- _PROVIDED INFORMATION_:
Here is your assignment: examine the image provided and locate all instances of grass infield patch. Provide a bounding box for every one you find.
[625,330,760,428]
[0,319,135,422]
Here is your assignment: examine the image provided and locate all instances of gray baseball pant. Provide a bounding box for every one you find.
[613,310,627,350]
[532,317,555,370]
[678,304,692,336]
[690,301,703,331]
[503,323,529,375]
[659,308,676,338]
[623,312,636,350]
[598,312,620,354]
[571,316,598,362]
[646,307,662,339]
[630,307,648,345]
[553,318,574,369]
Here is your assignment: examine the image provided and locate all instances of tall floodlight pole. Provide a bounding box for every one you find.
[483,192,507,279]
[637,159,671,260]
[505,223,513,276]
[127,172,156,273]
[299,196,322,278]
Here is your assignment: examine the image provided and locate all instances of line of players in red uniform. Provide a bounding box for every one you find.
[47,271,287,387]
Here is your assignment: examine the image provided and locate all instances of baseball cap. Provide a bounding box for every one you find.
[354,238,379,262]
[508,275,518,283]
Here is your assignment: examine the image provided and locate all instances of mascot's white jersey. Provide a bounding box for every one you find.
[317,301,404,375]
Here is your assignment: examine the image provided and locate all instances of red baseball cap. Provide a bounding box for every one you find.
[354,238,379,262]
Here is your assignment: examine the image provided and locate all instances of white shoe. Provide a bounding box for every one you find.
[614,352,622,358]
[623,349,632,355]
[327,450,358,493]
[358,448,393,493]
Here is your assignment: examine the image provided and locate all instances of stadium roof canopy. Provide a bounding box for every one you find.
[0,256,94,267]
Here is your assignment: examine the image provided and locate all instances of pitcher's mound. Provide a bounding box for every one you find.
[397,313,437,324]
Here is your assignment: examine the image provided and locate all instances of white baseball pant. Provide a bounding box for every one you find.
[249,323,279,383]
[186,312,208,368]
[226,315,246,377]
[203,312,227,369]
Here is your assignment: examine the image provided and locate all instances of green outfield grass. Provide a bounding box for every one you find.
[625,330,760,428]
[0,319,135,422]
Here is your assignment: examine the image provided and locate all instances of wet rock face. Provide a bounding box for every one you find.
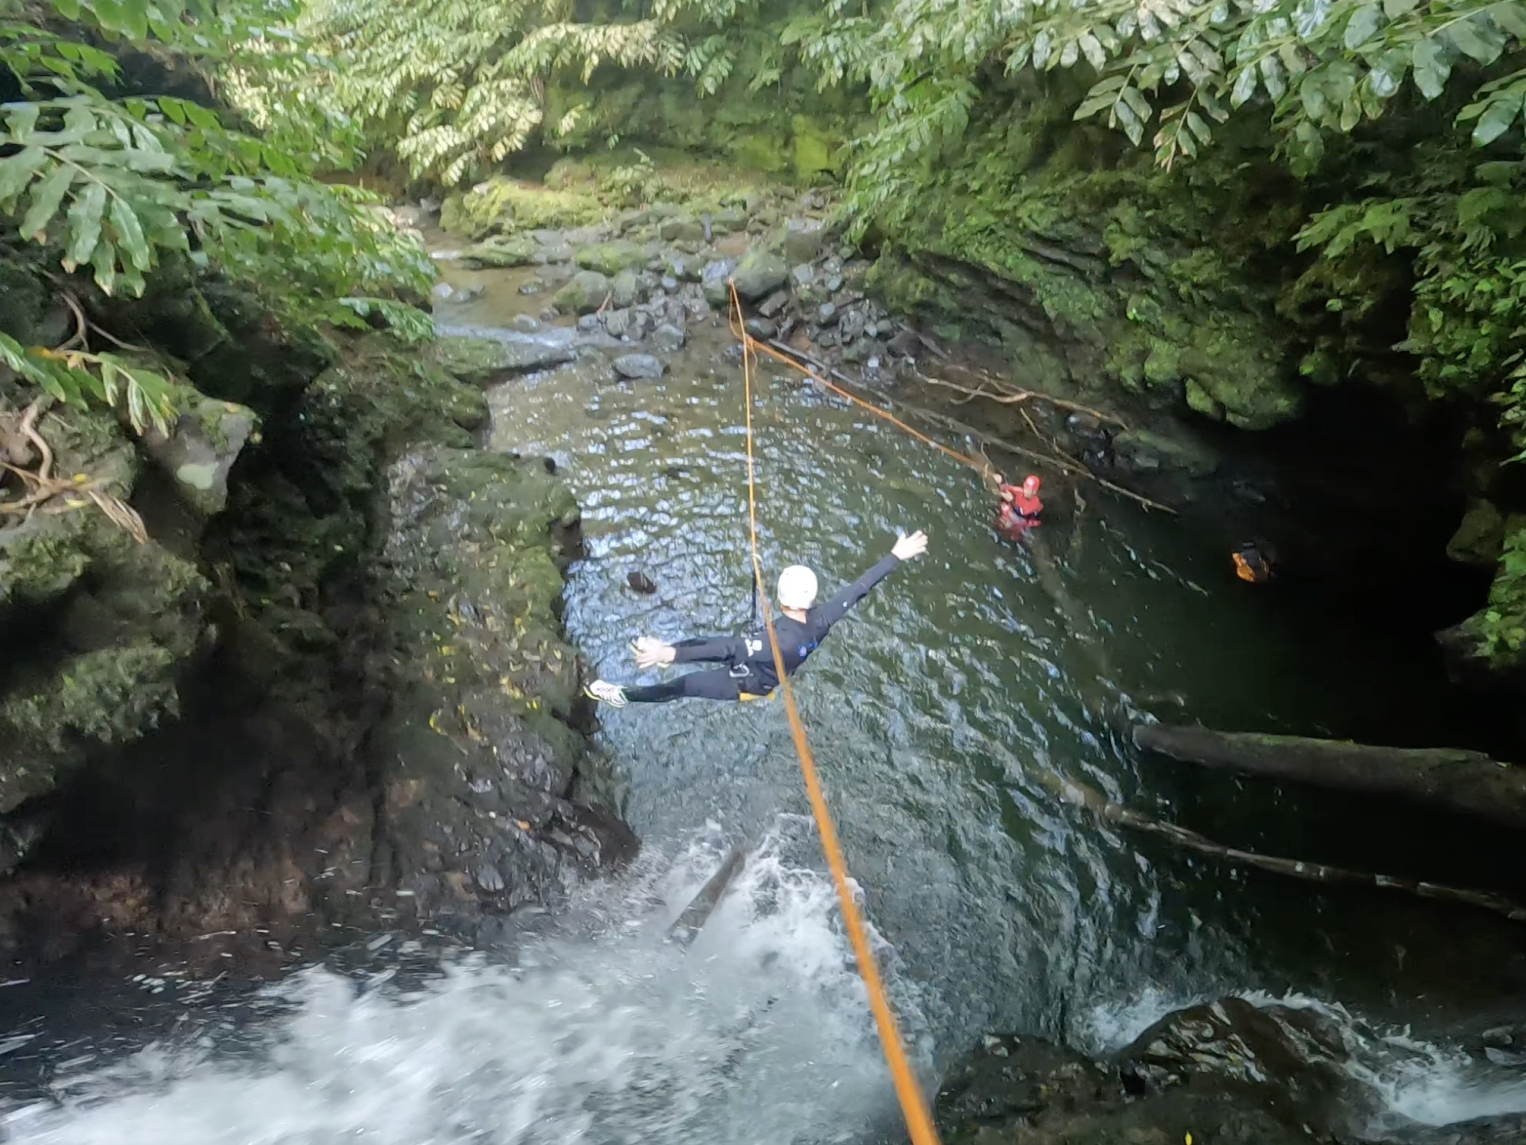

- _PROBLEM DESCRIPTION_:
Leave every picture out and set down exactly the lines running from the one with "of white baseball" to the last line of the material above.

- _RESPONSE AREA_:
Here is your assignment: examine the image provided and locate all instances of white baseball pant. Provide a bounding box for every one you find.
[249,323,279,383]
[186,312,208,368]
[226,315,246,377]
[203,312,227,369]
Here is your assignment: examine the image provided and locate all instances of green outfield grass. Provide a bounding box for every one you find.
[625,330,760,428]
[0,319,135,422]
Here is your assignment: examine the image provided and locate all instances of wet rock face. Provide a bounding box for every one you find.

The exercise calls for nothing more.